* Text excerpt

****************

Sometimes, the sound of dolphin cries wakes me in the night. That sound haunts me, and I have no doubt that it will remain with me until my dying day. But remaining with it is the knowledge that I diplomatically worked with, and lived amongst, local villagers in a foreign land to educate and potentially stop those dolphin cries.

I don’t remember the first time I saw the Academy Award winning documentary, The Cove, or the first time I heard of the annual dolphin slaughter that happens in that natural finger of water along the Japanese coastline. It seems to have simply always been known to me; to have always been a part of my soul.  But I never thought that I would go there; never thought I would witness the slaughter with my own eyes or hear the dolphin cries with my own ears. Yet in November 2010, I found myself standing on the rocky shore of the Cove in Taiji, Japan, gazing out over the water of that small bay, watching dolphins thrash in utter panic and then float still as their blood colored the Cove red.

****************

* Challenges
A: In the essay about the dolphin slaughter at the Cove, in what month and year did the writer stand on the shore in Taiji, Japan?
B: Write the next paragraph of the essay about the dolphin slaughter at the Cove, continuing from its final sentence.

****************

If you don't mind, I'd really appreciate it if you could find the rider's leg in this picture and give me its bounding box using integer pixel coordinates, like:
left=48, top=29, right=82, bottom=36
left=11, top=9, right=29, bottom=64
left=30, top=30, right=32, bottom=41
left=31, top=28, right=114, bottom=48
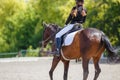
left=55, top=24, right=74, bottom=56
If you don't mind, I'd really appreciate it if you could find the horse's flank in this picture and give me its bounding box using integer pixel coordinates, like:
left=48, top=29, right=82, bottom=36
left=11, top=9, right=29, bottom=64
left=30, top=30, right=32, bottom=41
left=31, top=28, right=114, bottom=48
left=62, top=28, right=104, bottom=59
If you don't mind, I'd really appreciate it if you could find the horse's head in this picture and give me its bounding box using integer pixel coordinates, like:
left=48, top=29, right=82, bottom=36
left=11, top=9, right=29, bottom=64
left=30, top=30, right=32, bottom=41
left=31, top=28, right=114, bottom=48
left=42, top=23, right=59, bottom=47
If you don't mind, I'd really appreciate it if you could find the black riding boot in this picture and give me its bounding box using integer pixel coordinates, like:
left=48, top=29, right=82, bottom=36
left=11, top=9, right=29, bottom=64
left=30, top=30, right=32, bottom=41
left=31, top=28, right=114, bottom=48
left=55, top=38, right=62, bottom=56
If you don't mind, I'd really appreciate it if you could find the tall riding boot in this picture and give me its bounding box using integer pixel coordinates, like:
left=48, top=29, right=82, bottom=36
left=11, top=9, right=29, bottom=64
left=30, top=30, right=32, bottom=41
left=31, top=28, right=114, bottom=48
left=56, top=38, right=62, bottom=56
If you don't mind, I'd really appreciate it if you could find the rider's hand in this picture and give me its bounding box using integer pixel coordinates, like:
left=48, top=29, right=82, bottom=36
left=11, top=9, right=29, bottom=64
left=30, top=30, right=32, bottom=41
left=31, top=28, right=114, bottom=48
left=81, top=10, right=87, bottom=17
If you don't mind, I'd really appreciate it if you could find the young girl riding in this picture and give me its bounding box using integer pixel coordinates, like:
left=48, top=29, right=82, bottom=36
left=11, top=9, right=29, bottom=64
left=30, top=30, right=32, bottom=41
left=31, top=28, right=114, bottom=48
left=55, top=0, right=87, bottom=56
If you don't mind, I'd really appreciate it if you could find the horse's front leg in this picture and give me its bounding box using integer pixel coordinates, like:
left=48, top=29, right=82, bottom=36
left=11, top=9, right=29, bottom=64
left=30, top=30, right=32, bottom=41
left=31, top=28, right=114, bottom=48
left=93, top=57, right=101, bottom=80
left=82, top=58, right=89, bottom=80
left=49, top=56, right=61, bottom=80
left=63, top=61, right=70, bottom=80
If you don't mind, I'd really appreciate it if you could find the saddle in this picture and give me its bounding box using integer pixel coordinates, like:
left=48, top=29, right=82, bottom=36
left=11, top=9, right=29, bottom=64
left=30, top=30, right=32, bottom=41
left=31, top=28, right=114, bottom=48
left=62, top=23, right=83, bottom=46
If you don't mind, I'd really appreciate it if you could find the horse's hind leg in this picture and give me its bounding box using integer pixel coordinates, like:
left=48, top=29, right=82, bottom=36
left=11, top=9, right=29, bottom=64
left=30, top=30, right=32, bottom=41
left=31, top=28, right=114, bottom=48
left=49, top=56, right=61, bottom=80
left=63, top=61, right=70, bottom=80
left=93, top=57, right=101, bottom=80
left=82, top=58, right=89, bottom=80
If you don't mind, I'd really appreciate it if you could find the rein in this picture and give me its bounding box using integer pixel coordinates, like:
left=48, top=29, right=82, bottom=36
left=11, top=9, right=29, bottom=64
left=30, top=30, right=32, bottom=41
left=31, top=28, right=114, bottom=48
left=41, top=33, right=56, bottom=43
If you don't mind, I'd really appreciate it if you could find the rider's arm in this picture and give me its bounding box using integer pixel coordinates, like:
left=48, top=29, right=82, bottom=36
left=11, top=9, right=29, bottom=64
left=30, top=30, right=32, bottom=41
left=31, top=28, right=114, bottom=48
left=65, top=7, right=76, bottom=25
left=82, top=9, right=87, bottom=23
left=65, top=14, right=72, bottom=25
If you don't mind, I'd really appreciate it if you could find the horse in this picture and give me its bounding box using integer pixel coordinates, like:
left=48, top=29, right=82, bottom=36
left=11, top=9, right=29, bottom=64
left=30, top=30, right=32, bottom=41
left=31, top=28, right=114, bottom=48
left=42, top=23, right=116, bottom=80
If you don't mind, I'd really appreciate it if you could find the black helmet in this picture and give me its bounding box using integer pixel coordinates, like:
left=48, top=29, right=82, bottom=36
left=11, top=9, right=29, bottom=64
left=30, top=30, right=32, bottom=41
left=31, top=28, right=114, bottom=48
left=75, top=0, right=84, bottom=2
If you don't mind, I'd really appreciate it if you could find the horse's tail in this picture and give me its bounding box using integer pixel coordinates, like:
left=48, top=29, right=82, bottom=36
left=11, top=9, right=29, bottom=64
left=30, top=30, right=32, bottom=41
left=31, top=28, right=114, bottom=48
left=102, top=34, right=116, bottom=58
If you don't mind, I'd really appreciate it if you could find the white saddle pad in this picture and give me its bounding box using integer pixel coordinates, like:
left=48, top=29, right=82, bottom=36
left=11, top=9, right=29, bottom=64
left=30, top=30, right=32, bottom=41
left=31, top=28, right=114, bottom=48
left=62, top=30, right=80, bottom=46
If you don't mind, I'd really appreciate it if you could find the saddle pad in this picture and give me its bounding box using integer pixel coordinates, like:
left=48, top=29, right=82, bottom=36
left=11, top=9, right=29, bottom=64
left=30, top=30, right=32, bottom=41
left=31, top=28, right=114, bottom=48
left=62, top=30, right=81, bottom=46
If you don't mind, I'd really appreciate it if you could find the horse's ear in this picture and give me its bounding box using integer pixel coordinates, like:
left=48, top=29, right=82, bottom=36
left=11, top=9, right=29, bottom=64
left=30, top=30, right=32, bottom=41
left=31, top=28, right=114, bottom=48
left=42, top=22, right=48, bottom=27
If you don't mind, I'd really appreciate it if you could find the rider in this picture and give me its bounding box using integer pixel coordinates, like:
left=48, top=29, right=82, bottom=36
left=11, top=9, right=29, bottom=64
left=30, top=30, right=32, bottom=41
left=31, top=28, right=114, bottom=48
left=55, top=0, right=87, bottom=56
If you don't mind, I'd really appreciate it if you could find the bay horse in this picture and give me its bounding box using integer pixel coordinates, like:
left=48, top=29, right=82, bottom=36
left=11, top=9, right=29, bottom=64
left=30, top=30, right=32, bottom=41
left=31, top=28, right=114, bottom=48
left=42, top=23, right=115, bottom=80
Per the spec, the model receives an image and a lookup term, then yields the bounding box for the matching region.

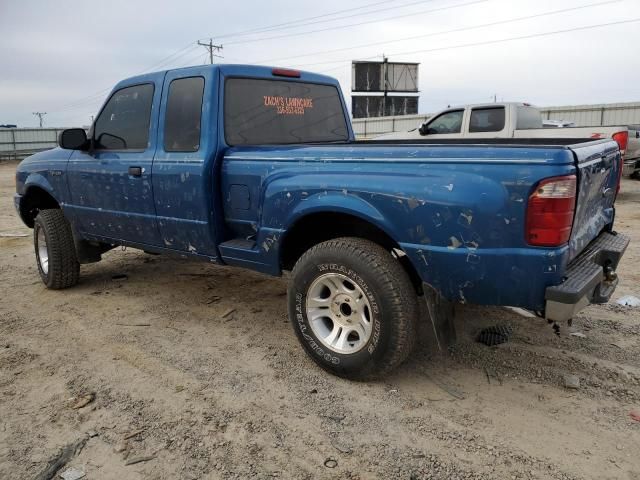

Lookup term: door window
[428,110,464,135]
[164,77,204,152]
[469,107,504,132]
[93,83,153,150]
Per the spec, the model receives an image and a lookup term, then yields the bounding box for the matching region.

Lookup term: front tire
[288,238,418,380]
[33,209,80,290]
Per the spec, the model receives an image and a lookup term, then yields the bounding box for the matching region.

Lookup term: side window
[469,107,504,132]
[164,77,204,152]
[93,83,153,150]
[428,110,464,135]
[516,106,542,130]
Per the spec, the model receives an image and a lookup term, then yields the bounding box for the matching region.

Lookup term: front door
[67,75,162,245]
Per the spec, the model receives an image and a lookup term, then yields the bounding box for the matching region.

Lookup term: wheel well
[280,212,422,294]
[20,187,60,228]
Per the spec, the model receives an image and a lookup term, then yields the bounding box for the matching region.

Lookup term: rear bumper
[545,232,629,321]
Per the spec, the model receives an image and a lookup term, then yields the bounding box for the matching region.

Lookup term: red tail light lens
[271,68,300,78]
[526,175,576,247]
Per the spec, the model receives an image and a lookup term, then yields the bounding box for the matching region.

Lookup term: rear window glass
[224,78,349,145]
[469,107,504,133]
[516,105,542,130]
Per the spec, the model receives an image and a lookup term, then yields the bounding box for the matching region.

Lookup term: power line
[212,0,436,39]
[33,112,47,128]
[210,0,410,38]
[306,17,640,72]
[249,0,622,63]
[198,38,222,65]
[226,0,490,46]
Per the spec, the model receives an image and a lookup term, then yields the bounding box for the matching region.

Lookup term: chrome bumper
[545,232,629,322]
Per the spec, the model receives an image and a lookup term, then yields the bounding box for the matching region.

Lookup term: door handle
[129,167,142,177]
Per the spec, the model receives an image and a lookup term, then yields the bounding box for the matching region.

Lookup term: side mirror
[418,123,431,135]
[58,128,89,150]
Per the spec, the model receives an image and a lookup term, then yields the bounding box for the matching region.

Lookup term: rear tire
[288,238,418,380]
[33,209,80,290]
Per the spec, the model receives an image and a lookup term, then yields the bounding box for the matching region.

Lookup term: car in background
[374,102,635,173]
[623,125,640,180]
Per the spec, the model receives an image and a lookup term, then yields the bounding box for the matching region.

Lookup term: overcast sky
[0,0,640,127]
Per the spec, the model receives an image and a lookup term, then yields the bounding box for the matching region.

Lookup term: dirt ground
[0,163,640,480]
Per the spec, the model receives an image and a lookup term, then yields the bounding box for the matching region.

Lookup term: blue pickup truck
[15,65,628,379]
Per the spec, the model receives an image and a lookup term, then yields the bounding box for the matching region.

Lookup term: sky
[0,0,640,127]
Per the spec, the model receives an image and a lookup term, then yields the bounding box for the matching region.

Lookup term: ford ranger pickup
[15,65,628,379]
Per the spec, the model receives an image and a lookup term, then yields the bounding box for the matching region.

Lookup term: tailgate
[569,141,621,260]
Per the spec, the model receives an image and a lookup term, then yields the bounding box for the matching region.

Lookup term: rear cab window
[224,77,349,145]
[427,110,464,135]
[469,107,505,133]
[516,105,542,130]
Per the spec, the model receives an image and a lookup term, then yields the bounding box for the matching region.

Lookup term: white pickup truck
[375,102,629,171]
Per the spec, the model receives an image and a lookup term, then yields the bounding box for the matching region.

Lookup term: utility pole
[33,112,47,128]
[382,53,389,117]
[198,38,222,65]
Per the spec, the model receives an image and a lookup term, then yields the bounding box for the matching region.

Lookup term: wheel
[288,238,418,380]
[33,209,80,290]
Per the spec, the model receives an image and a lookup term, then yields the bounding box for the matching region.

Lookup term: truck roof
[114,63,338,90]
[446,102,535,110]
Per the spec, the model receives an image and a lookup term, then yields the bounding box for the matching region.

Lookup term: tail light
[526,175,576,247]
[612,130,629,195]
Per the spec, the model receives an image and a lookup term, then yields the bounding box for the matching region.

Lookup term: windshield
[224,78,349,145]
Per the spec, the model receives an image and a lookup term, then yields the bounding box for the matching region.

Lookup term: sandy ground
[0,164,640,480]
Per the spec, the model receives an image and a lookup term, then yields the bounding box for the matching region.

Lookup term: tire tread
[292,237,418,380]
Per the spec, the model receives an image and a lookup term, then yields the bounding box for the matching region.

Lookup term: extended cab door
[153,67,222,256]
[67,74,164,245]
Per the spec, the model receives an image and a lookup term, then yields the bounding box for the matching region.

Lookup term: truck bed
[360,137,607,148]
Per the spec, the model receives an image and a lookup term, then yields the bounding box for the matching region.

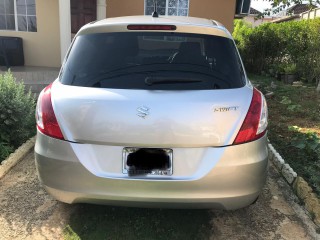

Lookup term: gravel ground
[0,153,320,240]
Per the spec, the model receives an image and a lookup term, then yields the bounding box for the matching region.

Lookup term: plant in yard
[284,63,297,74]
[233,18,320,88]
[0,71,35,162]
[289,126,320,160]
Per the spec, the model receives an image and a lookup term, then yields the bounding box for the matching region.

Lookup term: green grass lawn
[64,204,211,240]
[250,75,320,196]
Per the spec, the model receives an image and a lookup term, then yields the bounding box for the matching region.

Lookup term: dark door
[71,0,97,33]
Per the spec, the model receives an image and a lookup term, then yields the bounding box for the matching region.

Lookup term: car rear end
[35,17,268,209]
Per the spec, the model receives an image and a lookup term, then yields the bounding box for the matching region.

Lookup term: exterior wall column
[97,0,107,20]
[59,0,71,63]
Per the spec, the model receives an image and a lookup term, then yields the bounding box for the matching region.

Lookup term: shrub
[233,19,320,85]
[0,71,35,162]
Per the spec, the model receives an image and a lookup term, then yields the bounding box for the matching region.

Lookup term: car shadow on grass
[64,204,212,240]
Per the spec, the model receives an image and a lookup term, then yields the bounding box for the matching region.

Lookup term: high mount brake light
[233,88,268,145]
[36,84,64,140]
[127,25,177,31]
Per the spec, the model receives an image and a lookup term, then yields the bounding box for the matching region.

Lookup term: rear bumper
[35,133,268,209]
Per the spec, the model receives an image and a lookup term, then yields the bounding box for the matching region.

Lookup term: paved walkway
[0,153,320,240]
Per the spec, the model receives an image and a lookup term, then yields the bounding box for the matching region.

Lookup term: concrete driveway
[0,153,320,240]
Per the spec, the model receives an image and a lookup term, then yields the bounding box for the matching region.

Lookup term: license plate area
[122,147,173,176]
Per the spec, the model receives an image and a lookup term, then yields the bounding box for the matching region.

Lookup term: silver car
[35,16,268,209]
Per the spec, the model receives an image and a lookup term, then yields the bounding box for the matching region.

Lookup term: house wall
[0,0,61,67]
[107,0,236,32]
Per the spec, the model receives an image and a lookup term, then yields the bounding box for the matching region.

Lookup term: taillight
[36,84,64,140]
[233,88,268,144]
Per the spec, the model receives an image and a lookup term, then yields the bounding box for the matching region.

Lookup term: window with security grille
[0,0,37,32]
[144,0,189,16]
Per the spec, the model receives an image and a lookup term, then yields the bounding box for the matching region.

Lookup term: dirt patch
[211,166,320,240]
[0,153,71,239]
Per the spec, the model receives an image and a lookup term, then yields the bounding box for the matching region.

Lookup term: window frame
[0,0,38,33]
[144,0,190,17]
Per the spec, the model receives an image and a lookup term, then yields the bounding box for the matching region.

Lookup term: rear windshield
[60,32,245,90]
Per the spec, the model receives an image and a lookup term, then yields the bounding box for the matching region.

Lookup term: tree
[255,0,320,15]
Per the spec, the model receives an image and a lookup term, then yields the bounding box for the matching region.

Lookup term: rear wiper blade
[144,77,204,86]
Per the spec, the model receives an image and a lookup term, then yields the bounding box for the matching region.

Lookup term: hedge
[0,71,36,162]
[233,18,320,82]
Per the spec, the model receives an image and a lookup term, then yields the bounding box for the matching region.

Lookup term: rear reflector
[36,84,64,140]
[233,88,268,145]
[127,25,177,31]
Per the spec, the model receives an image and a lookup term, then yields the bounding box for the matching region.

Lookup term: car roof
[77,16,232,38]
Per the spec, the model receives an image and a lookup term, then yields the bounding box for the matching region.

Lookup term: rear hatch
[52,83,252,147]
[52,31,252,147]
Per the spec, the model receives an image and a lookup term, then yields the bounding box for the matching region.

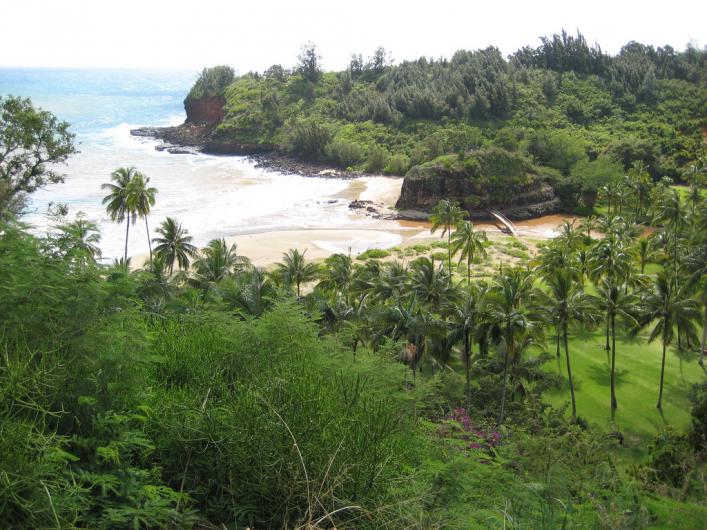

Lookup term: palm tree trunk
[656,337,665,410]
[123,214,130,267]
[145,216,152,261]
[564,326,577,421]
[447,226,452,276]
[700,303,707,366]
[611,315,618,411]
[464,329,471,405]
[604,314,611,351]
[498,330,511,423]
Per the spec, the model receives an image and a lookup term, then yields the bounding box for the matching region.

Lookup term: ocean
[0,68,379,260]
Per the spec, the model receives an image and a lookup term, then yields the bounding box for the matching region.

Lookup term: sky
[0,0,707,73]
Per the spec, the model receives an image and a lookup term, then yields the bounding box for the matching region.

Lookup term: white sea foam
[28,117,400,258]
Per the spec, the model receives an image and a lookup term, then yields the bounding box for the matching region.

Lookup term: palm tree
[485,269,537,423]
[430,199,466,274]
[450,287,482,401]
[628,160,651,222]
[192,239,249,294]
[138,257,175,312]
[410,257,459,312]
[642,272,700,410]
[634,237,660,274]
[131,172,157,260]
[597,277,638,412]
[368,261,410,302]
[317,254,354,303]
[535,240,582,356]
[277,249,317,298]
[219,267,275,317]
[101,167,137,263]
[557,219,582,251]
[579,215,599,239]
[57,212,101,262]
[656,189,685,286]
[451,221,488,292]
[545,269,596,421]
[153,217,198,275]
[598,182,618,215]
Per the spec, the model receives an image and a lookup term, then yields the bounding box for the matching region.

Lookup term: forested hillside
[186,32,707,211]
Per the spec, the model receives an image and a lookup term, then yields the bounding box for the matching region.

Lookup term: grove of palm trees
[0,147,707,528]
[0,27,707,530]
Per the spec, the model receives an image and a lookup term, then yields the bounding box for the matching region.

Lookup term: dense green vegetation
[194,32,707,208]
[0,93,707,529]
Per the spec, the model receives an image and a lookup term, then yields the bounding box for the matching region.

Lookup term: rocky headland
[130,96,561,220]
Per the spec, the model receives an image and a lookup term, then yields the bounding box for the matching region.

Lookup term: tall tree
[430,199,465,280]
[152,217,198,275]
[297,42,322,83]
[101,167,137,263]
[451,221,488,292]
[57,212,101,262]
[597,277,638,412]
[641,272,700,410]
[277,249,317,298]
[131,172,157,260]
[0,96,77,218]
[192,239,249,295]
[485,269,537,423]
[545,269,597,420]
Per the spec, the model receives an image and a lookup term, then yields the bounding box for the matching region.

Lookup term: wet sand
[132,177,574,267]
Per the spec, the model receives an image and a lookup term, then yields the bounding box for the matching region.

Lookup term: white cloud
[0,0,707,72]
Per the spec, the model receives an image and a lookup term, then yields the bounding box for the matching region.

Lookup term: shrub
[327,138,363,168]
[366,144,388,173]
[187,65,234,99]
[286,119,332,160]
[383,155,410,176]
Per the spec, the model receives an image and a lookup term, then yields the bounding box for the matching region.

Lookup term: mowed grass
[545,329,705,448]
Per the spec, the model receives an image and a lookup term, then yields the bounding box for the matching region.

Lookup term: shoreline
[130,124,574,268]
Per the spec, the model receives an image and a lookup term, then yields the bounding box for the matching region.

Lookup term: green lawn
[545,330,705,447]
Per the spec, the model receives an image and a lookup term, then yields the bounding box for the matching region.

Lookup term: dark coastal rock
[184,96,226,125]
[396,209,430,221]
[130,123,212,150]
[349,200,373,210]
[395,174,560,220]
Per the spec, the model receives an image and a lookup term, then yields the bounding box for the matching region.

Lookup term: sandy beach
[132,176,572,267]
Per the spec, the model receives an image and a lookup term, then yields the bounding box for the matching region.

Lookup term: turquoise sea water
[0,68,382,258]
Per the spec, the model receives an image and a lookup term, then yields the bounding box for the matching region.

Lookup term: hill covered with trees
[174,32,707,216]
[0,91,707,530]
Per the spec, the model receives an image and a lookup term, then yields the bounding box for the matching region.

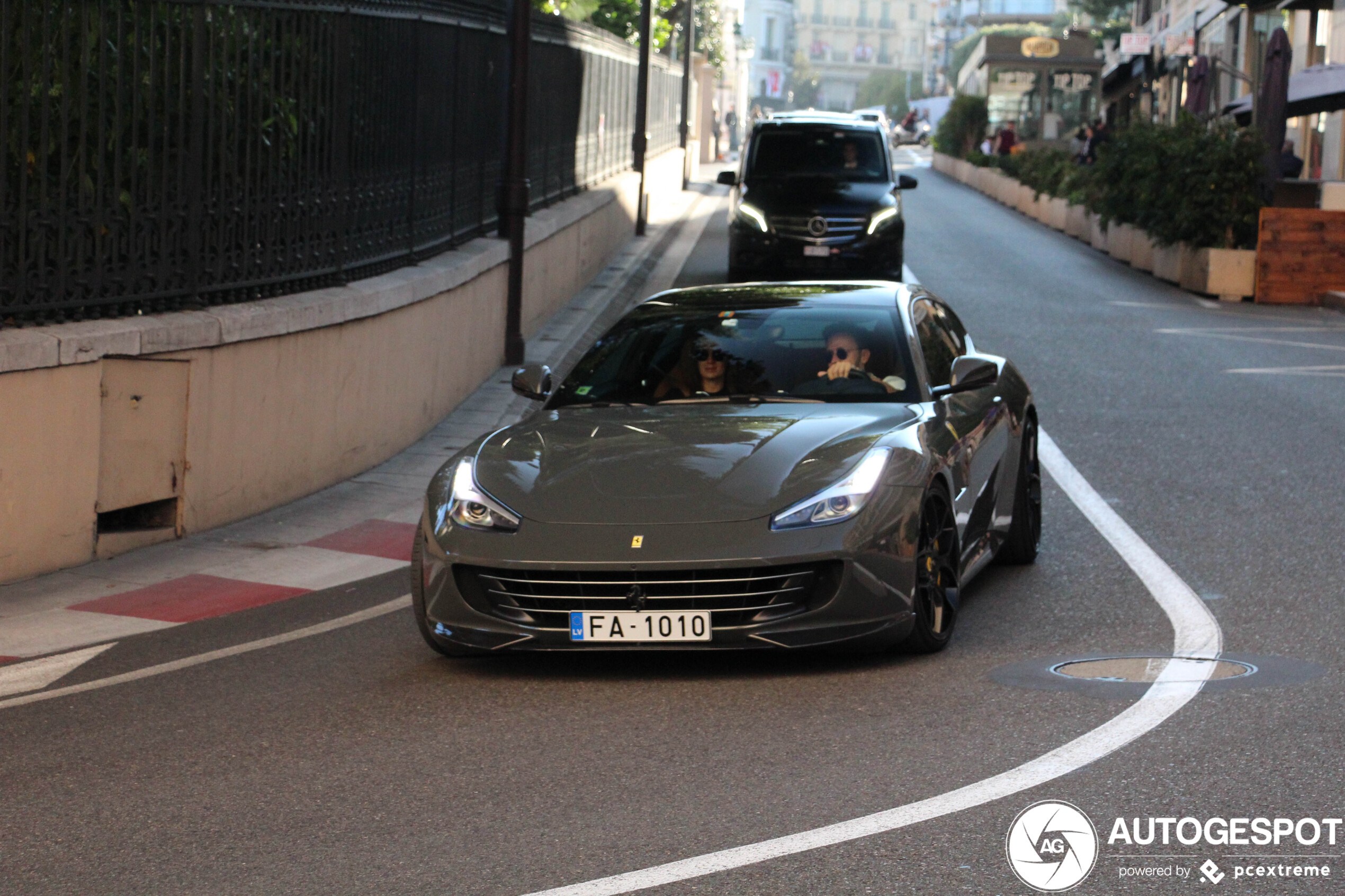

****************

* Answers below
A: November 2010.

B:
My Call-to-Action came when the Sea Shepherd Conservation Society asked me to serve as their Cove Guardian Campaign Leader on the ground at the Cove in Taiji, Japan. My initial response was to turn down this offer because I was set in my life in Seattle, Washington State. I didn’t think it was a possibility for me to leave my full-time photography career, my husband, our animals and our life in general in order to spend four months in Asia. But I longed to accept this offer, to board a plane to Japan, to stand up for my beliefs, to live my passion for active marine conservation. It broke my heart to turn my back on my dream when it was finally being presented to me.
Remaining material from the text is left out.